- **DATA FOR PROCESSING**
[Start of section]

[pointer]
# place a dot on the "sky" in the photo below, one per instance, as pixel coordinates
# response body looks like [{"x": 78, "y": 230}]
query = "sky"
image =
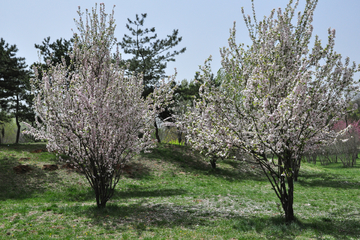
[{"x": 204, "y": 25}]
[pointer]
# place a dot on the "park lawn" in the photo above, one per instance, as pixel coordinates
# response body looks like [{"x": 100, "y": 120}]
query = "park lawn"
[{"x": 172, "y": 193}]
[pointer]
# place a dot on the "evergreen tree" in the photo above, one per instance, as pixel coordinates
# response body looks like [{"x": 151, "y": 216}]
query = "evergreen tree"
[
  {"x": 15, "y": 98},
  {"x": 150, "y": 54}
]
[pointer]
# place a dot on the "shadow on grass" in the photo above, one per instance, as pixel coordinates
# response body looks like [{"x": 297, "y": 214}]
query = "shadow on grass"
[
  {"x": 23, "y": 147},
  {"x": 143, "y": 216},
  {"x": 23, "y": 185},
  {"x": 323, "y": 179},
  {"x": 186, "y": 159}
]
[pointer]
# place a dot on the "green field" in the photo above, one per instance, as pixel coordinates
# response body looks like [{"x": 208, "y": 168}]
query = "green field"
[{"x": 172, "y": 193}]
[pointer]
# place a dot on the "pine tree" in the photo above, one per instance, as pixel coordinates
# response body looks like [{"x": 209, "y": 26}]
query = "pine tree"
[{"x": 15, "y": 98}]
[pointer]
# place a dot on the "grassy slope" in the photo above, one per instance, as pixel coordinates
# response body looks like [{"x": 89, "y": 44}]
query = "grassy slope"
[{"x": 173, "y": 194}]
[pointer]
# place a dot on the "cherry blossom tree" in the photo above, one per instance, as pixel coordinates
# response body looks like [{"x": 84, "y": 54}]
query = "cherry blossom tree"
[
  {"x": 91, "y": 111},
  {"x": 279, "y": 99}
]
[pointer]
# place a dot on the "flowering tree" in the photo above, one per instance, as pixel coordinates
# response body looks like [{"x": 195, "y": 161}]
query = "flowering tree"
[
  {"x": 90, "y": 111},
  {"x": 279, "y": 100}
]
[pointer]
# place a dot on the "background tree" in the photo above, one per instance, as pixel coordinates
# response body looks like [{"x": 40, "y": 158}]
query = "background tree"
[
  {"x": 280, "y": 99},
  {"x": 15, "y": 97},
  {"x": 94, "y": 114},
  {"x": 149, "y": 56}
]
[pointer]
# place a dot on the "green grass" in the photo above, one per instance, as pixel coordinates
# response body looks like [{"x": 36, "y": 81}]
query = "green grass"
[{"x": 172, "y": 193}]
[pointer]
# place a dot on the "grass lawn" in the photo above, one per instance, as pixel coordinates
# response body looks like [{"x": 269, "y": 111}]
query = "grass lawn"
[{"x": 172, "y": 193}]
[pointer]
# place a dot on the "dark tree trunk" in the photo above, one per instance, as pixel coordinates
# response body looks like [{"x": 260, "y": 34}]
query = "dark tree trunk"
[
  {"x": 18, "y": 130},
  {"x": 17, "y": 120},
  {"x": 213, "y": 162},
  {"x": 157, "y": 132},
  {"x": 288, "y": 200}
]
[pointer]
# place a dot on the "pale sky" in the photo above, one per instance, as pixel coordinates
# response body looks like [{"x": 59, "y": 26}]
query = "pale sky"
[{"x": 203, "y": 24}]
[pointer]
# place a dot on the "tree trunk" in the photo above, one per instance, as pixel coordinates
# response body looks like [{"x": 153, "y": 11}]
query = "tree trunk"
[
  {"x": 213, "y": 162},
  {"x": 157, "y": 132},
  {"x": 288, "y": 200},
  {"x": 18, "y": 130},
  {"x": 17, "y": 119}
]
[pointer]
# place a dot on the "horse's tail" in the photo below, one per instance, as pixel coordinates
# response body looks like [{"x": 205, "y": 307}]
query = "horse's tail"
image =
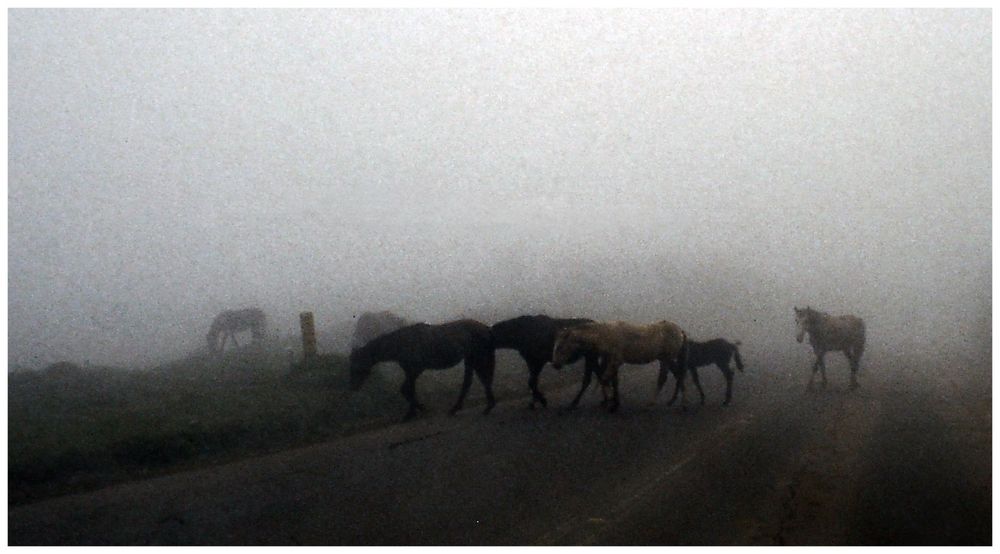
[{"x": 736, "y": 355}]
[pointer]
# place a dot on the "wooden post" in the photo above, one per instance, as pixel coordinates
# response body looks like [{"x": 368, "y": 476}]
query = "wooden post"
[{"x": 308, "y": 337}]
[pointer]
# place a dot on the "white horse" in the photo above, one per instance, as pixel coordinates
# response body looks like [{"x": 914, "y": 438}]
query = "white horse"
[
  {"x": 828, "y": 333},
  {"x": 230, "y": 322}
]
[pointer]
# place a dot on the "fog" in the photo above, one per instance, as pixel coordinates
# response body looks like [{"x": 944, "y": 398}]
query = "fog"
[{"x": 714, "y": 168}]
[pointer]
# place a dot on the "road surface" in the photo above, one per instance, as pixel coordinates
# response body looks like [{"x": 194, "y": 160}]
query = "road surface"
[{"x": 904, "y": 460}]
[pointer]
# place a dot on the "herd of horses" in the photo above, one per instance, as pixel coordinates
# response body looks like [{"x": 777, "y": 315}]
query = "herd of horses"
[{"x": 604, "y": 347}]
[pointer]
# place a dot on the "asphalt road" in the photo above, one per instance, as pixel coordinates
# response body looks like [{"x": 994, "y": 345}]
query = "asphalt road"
[{"x": 904, "y": 460}]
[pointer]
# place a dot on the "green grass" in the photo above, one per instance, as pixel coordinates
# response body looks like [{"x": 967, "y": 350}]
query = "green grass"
[{"x": 72, "y": 429}]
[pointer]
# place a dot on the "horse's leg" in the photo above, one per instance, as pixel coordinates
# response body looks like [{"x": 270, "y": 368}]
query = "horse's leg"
[
  {"x": 812, "y": 376},
  {"x": 661, "y": 379},
  {"x": 466, "y": 383},
  {"x": 854, "y": 357},
  {"x": 590, "y": 367},
  {"x": 409, "y": 391},
  {"x": 484, "y": 370},
  {"x": 728, "y": 373},
  {"x": 613, "y": 406},
  {"x": 534, "y": 369},
  {"x": 679, "y": 387},
  {"x": 694, "y": 377}
]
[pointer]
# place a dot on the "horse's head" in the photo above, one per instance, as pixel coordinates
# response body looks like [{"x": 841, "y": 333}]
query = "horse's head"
[
  {"x": 361, "y": 367},
  {"x": 565, "y": 348},
  {"x": 803, "y": 321}
]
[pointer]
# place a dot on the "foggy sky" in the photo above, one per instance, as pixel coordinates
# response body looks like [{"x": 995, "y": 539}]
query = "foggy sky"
[{"x": 715, "y": 168}]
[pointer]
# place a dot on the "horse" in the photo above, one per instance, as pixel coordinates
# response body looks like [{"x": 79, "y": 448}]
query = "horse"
[
  {"x": 828, "y": 333},
  {"x": 718, "y": 352},
  {"x": 373, "y": 324},
  {"x": 533, "y": 336},
  {"x": 422, "y": 346},
  {"x": 230, "y": 322},
  {"x": 619, "y": 342}
]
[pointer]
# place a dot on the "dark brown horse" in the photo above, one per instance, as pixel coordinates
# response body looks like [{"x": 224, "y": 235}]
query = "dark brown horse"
[
  {"x": 718, "y": 352},
  {"x": 421, "y": 346},
  {"x": 534, "y": 336}
]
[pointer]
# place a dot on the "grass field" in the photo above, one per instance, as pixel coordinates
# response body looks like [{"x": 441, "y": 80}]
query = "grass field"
[{"x": 72, "y": 429}]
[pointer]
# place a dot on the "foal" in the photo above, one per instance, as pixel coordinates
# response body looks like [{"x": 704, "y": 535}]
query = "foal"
[{"x": 718, "y": 352}]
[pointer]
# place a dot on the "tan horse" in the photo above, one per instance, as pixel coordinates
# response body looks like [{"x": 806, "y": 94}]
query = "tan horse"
[
  {"x": 619, "y": 342},
  {"x": 831, "y": 333}
]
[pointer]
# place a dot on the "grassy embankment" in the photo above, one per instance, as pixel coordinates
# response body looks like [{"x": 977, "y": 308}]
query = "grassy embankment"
[{"x": 72, "y": 429}]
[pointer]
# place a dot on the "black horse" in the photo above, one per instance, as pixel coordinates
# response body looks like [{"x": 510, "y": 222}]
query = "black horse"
[
  {"x": 533, "y": 336},
  {"x": 422, "y": 346},
  {"x": 718, "y": 352}
]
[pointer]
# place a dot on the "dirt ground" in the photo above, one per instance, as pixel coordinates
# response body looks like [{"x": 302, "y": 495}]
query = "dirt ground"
[{"x": 904, "y": 460}]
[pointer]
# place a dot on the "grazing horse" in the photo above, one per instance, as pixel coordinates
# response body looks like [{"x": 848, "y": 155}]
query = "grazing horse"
[
  {"x": 619, "y": 343},
  {"x": 718, "y": 352},
  {"x": 534, "y": 336},
  {"x": 831, "y": 333},
  {"x": 373, "y": 324},
  {"x": 230, "y": 322},
  {"x": 421, "y": 346}
]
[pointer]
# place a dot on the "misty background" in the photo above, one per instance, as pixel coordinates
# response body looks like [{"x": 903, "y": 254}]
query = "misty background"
[{"x": 711, "y": 167}]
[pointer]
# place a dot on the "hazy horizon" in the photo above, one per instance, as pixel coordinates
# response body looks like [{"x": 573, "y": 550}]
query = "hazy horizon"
[{"x": 712, "y": 167}]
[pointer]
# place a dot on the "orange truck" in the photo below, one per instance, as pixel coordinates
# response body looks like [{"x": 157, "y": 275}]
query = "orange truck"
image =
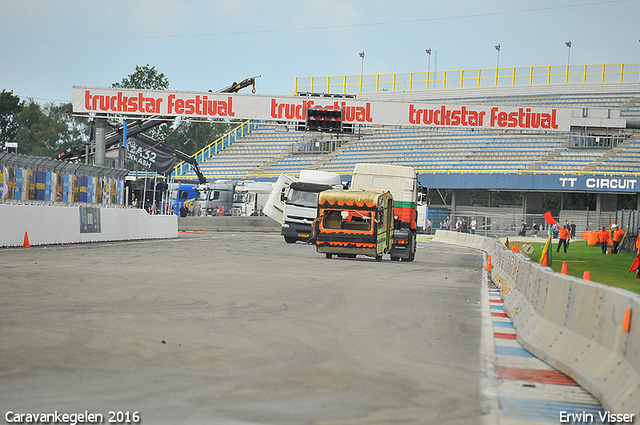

[End of section]

- **ACTION ITEM**
Return all lines above that mention the word "tail".

- **FINISHED EXERCISE**
# place a dot on the "horse's tail" in the photo below, one per instance, as pixel coordinates
query = "horse's tail"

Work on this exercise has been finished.